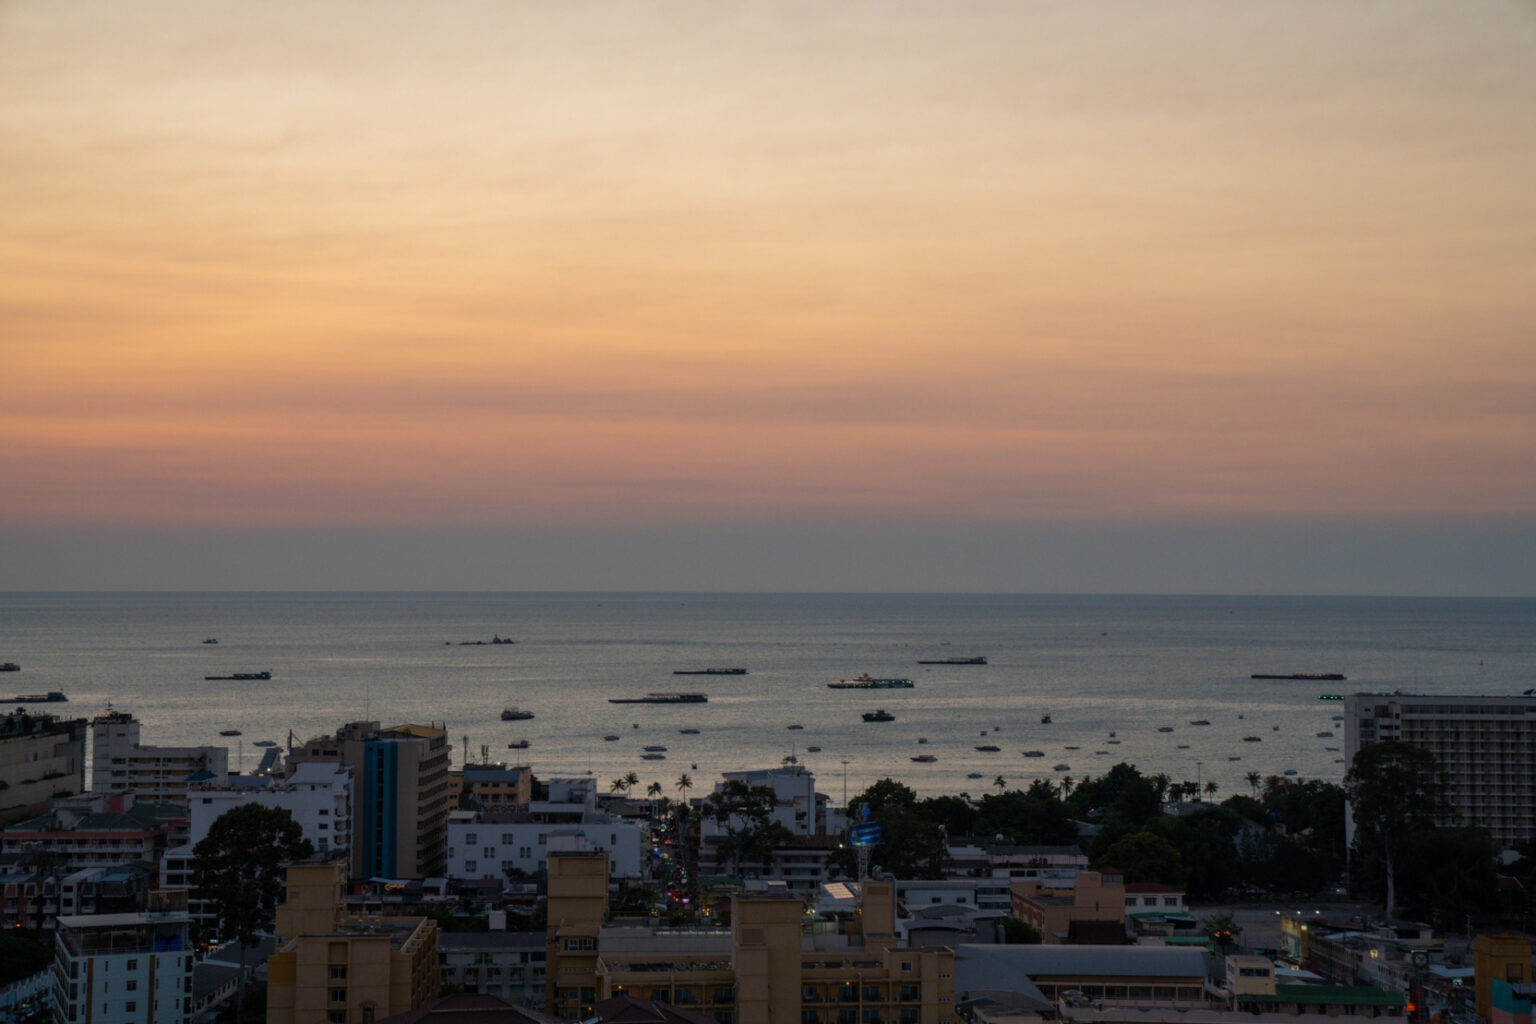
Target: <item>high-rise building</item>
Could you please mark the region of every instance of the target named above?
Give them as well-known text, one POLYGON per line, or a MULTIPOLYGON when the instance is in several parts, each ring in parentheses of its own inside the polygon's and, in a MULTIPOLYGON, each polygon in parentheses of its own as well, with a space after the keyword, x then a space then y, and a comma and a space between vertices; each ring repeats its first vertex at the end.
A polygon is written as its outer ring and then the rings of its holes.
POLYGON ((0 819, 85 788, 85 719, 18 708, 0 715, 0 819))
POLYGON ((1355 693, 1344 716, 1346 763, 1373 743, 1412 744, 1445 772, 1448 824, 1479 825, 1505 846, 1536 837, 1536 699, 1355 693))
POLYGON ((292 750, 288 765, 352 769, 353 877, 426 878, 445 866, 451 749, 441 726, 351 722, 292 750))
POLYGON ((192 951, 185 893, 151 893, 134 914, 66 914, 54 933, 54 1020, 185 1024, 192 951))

_ _ _

• **About this task**: Write the material above out again exactly as it reads, but don't carry over the pictures.

• **Reply to the exercise**:
Target: <item>high-rise building</item>
Could you please mark the region of every instance of the target named above?
Give them as well-known text, one POLYGON per line, or a MULTIPOLYGON when the instance is in several parts, each ring in parentheses of its own inside the polygon's and, in a MULTIPOLYGON, each polygon in parentheses of its own as well, with a space after the keyword, x then a space then y, and a comma and a space between vertices; each ring repeats its first vertex at the end.
A polygon is written as its outer ring and then the rings of its holes.
POLYGON ((0 819, 85 788, 85 719, 18 708, 0 715, 0 819))
POLYGON ((1355 693, 1344 716, 1346 763, 1373 743, 1412 744, 1445 772, 1448 824, 1479 825, 1505 846, 1536 837, 1536 699, 1355 693))
POLYGON ((292 750, 288 765, 352 769, 353 877, 426 878, 445 866, 451 749, 441 726, 351 722, 292 750))
POLYGON ((192 951, 185 893, 151 893, 134 914, 66 914, 54 933, 54 1020, 185 1024, 192 951))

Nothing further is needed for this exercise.